START EXCERPTED PASSAGE
Now in the last week of the holy month, walkers and joggers trying to stay fit during Ramadan can be seen even in soaring temperatures. Experts encourage exercise but caution about the effect of working out on their bodies having had no food and water during the day.
Earlier during Ramadan, I used to walk after Taraweeh prayers but with the limited time this year during the evening owing to the COVID-19 restrictions, I opt to walk an hour before iftar. Walking in Ramadan is good for those who do not want to let their fitness slide during the holy month as heavy exercise cannot be done easily.
Even though walking while fasting is a great experience, it requires courage. I have come to notice that walking before iftar minimises appetite but we need to drink lots of water after a walk to make up for lost fluids.
A nutritionist told me that having more food and sugars when exercise – physical activity in general – is minimal leads to gaining weight by the end of the month.
“Exercise can be in different forms and walking is ideal during Ramadan. However, people shouldn’t stop exercising after Ramadan,” she cautioned.
She was of the view that you can go for a walk before iftar or for more strenuous exercise after it. However, you need to be careful about the kind and time of exercise. “Exercising without having food or liquids for a long period of time is not ideal. We need to know our body before engaging in any form of exercise,” the nutritionist said.
In order to encourage healthy living and walking in proper places, Muscat Municipality has intensified efforts to improve the quality of its services by providing and expanding footpaths in residential neighbourhoods.
In a discussion, a Muscat Municipality official told me it has been promoting walking and laying out paths for walkers and joggers in the city. “Parks and gardens also offer nice walking environment but due to the ongoing pandemic, these facilities are currently closed. However, there are walkways in several neighbourhoods across the city that can be used to exercise.”
END EXCERPTED PASSAGE
START RAW DATA
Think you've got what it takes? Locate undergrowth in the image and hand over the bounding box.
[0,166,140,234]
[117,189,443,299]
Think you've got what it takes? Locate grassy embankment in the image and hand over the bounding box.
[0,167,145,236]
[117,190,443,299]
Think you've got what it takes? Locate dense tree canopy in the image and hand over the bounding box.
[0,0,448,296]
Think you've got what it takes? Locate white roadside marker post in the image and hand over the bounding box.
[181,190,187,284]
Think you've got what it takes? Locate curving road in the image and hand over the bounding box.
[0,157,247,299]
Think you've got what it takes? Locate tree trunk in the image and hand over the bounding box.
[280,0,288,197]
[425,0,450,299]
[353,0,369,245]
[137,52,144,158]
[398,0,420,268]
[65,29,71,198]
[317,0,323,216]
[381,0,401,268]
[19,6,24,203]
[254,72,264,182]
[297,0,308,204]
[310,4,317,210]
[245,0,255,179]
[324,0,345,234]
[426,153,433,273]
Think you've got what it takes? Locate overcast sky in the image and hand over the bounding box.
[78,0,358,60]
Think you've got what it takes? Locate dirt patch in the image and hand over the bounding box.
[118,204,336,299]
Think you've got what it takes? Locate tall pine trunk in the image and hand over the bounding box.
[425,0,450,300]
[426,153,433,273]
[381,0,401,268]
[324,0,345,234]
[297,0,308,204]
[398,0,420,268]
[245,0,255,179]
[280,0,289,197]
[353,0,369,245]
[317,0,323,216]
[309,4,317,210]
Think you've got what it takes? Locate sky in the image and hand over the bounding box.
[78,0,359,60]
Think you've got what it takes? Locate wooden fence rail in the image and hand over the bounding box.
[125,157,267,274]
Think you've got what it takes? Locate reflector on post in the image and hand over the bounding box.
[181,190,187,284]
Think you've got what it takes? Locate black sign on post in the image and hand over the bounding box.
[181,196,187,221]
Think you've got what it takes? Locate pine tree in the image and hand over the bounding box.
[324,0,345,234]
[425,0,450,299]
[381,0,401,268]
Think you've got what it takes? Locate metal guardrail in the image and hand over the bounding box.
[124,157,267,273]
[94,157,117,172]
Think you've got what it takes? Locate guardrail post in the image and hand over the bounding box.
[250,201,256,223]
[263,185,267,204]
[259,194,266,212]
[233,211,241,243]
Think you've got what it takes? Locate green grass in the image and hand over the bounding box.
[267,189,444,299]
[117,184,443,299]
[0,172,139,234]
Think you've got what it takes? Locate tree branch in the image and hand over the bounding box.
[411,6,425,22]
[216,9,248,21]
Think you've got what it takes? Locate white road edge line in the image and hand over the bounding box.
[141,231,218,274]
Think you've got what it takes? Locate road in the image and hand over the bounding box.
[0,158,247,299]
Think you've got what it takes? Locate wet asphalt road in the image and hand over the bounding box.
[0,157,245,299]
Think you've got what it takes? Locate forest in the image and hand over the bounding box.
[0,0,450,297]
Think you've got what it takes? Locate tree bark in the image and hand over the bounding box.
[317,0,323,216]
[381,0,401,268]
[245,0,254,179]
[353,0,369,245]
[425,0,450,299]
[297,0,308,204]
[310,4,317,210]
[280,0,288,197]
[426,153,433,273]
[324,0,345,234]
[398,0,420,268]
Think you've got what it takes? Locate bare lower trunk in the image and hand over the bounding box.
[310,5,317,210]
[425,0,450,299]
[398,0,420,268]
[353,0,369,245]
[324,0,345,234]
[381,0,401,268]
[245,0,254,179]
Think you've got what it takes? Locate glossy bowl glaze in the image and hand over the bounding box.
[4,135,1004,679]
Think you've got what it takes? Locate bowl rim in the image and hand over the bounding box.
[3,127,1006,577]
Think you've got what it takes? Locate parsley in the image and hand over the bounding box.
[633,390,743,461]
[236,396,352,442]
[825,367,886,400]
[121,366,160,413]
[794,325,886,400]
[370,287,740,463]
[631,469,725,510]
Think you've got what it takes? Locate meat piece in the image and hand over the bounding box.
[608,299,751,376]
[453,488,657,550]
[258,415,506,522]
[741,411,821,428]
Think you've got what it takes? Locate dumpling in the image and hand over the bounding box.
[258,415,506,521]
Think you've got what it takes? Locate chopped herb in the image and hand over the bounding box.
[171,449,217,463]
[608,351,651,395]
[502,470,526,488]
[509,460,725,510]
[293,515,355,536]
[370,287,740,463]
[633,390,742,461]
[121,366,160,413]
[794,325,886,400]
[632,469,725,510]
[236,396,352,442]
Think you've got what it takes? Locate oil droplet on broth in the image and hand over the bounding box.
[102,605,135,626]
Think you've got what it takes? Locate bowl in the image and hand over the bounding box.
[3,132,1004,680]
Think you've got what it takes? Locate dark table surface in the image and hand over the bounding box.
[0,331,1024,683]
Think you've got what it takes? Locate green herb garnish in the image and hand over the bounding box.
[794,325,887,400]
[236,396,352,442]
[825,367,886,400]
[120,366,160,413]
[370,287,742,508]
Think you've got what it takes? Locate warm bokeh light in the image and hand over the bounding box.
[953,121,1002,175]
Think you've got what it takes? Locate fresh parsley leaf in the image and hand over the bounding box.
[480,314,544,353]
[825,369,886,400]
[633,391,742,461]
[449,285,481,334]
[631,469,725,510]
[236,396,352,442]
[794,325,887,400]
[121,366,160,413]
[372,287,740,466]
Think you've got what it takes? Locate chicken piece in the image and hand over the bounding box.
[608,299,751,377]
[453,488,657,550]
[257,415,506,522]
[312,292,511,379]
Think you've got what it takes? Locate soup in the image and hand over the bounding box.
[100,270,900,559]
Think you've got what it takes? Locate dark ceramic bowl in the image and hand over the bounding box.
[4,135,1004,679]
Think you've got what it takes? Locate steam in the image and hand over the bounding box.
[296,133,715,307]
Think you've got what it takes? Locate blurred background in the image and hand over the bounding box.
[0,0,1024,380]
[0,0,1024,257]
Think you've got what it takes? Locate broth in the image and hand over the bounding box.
END RAW DATA
[REQUIREMENT 1]
Translate this sentence from the article on walking during Ramadan into Spanish: "Even though walking while fasting is a great experience, it requires courage."
[REQUIREMENT 2]
Pick up the article on walking during Ramadan after its final sentence and keep it going.

[ANSWER AREA 1]
Aunque caminar mientras se ayuna es una gran experiencia, requiere valor.

[ANSWER AREA 2]
Considering the many benefits of walking – among others, it refreshes the memory and stimulates circulation – many walking paths have also been laid out along beaches in Muscat. Parks which have good walking and exercising facilities include Qurm Park, Riyam Park, Amerat Park and Sarooj; these locations saw an increasing number of visitors in the months prior to Ramadan. But for now, let’s stick to our neighbourhoods to stay fit.
According to health experts, as simple as it may sound, a walk of 30 minutes a day five times a week, greatly reduces the risk of many health conditions. A combination of regular exercise, balanced diet and maintaining normal body weight are effective in minimising health risks. So walking makes absolute sense to stay healthy.
And if you want to do some cardio during the day, a walk or light run is just fine. But it’s essential to start off with light physical activity every day such as walking. Avoid high intensity exercises like sprinting or lifting heavy weights in Ramadan.
I can assure you that walking is the easiest form of exercise. You can walk at your own pace but the result is the same. But whether you walk up a hill, a flat track, slow or fast, ensure you are hydrated and take rest.